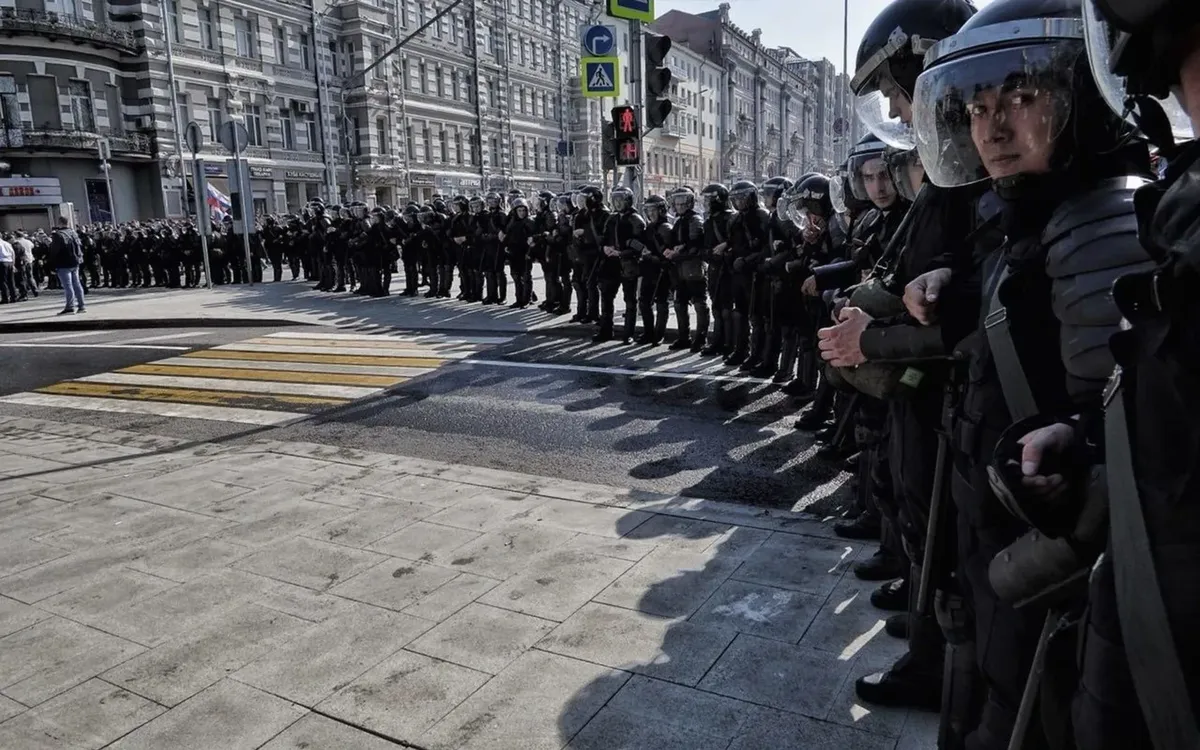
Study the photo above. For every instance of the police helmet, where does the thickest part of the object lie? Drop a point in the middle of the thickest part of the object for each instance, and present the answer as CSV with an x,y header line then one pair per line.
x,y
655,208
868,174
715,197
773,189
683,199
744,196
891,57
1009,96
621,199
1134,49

* * *

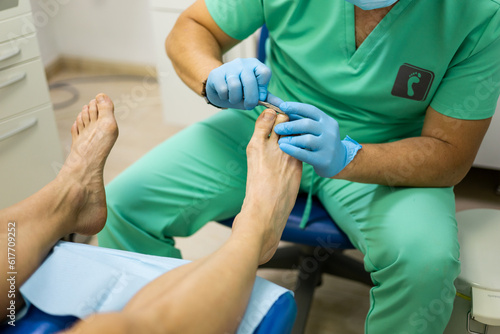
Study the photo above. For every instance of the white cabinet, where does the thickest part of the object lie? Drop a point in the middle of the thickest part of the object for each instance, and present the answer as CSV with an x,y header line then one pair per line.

▶ **What is being asked**
Pick out every line in the entries above that contains the word "white", matching case exactly.

▶ **Solution to this task**
Study the photo above. For every instance of the white cabinet, where does the thickest part of the object lie? Drop a point in the middle of the thickest part of the object for each instance, and present the answer as CSV with an x,y header line then one pair per line.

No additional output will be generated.